Optimalkan Jadwal Produksi dengan Predictive Maintenance Berbasis Deep Learning

Dipublikasikan oleh Anjas Mifta Huda

29 Juli 2025, 14.18

sumber: freepik.com

Integrasi Predictive Maintenance dan Penjadwalan Produksi: Solusi Deep Learning yang Siap Pakai di Industri Nyata

Prediksi kerusakan mesin sudah bukan hal baru dalam industri. Tapi sayangnya, di banyak pabrik, sistem predictive maintenance (PdM) yang diimplementasikan belum benar-benar menyatu dengan kebutuhan harian produksi. Banyak sistem hanya sekadar memprediksi kapan mesin bakal rusak, tapi nggak bisa jawab pertanyaan yang lebih penting: "Jadi kapan waktu terbaik buat perawatan supaya nggak ganggu produksi dan nggak ngerusak output?"

Nah, inilah yang jadi fokus utama paper karya Simon Zhai, Benedikt Gehring, dan Gunther Reinhart (2021) yang berjudul Enabling predictive maintenance integrated production scheduling by operation-specific health prognostics with generative deep learning.

Di paper ini, mereka memperkenalkan pendekatan baru yang bukan cuma bisa menebak kondisi mesin ke depan, tapi juga ngasih efek langsung ke jadwal produksi. Nggak main-main, pendekatan ini dibangun dengan kerangka generative deep learning yang bisa bekerja bahkan saat data kegagalan (failure data) nggak tersedia. Jadi cocok banget buat kondisi pabrik yang data sensornya banyak, tapi log kerusakannya minim.
= = = = = = =
## Yang Diharapkan
Tulis ulang bagian artikel tentang jadwal produksi yang dimulai dengan kata-kata "Integrasi Predictive Maintenance" dan diakhiri dengan "generative deep learning.", dengan mengganti "mesin" menjadi "peralatan". Item di bawah tidak berperan dalam hal ini.

[Entri dari sebuah dataset]
= = = = = = =
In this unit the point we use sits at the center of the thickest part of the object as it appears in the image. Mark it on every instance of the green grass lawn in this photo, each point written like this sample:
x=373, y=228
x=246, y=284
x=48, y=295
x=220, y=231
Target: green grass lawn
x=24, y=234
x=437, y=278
= = = = = = =
## Penyelesaian Masalah
Integrasi Predictive Maintenance dan Penjadwalan Produksi: Solusi Deep Learning yang Siap Pakai di Industri Nyata

Prediksi kerusakan peralatan sudah bukan hal baru dalam industri. Tapi sayangnya, di banyak pabrik, sistem predictive maintenance (PdM) yang diimplementasikan belum benar-benar menyatu dengan kebutuhan harian produksi. Banyak sistem hanya sekadar memprediksi kapan peralatan bakal rusak, tapi nggak bisa jawab pertanyaan yang lebih penting: "Jadi kapan waktu terbaik buat perawatan supaya nggak ganggu produksi dan nggak ngerusak output?"

Nah, inilah yang jadi fokus utama paper karya Simon Zhai, Benedikt Gehring, dan Gunther Reinhart (2021) yang berjudul Enabling predictive maintenance integrated production scheduling by operation-specific health prognostics with generative deep learning.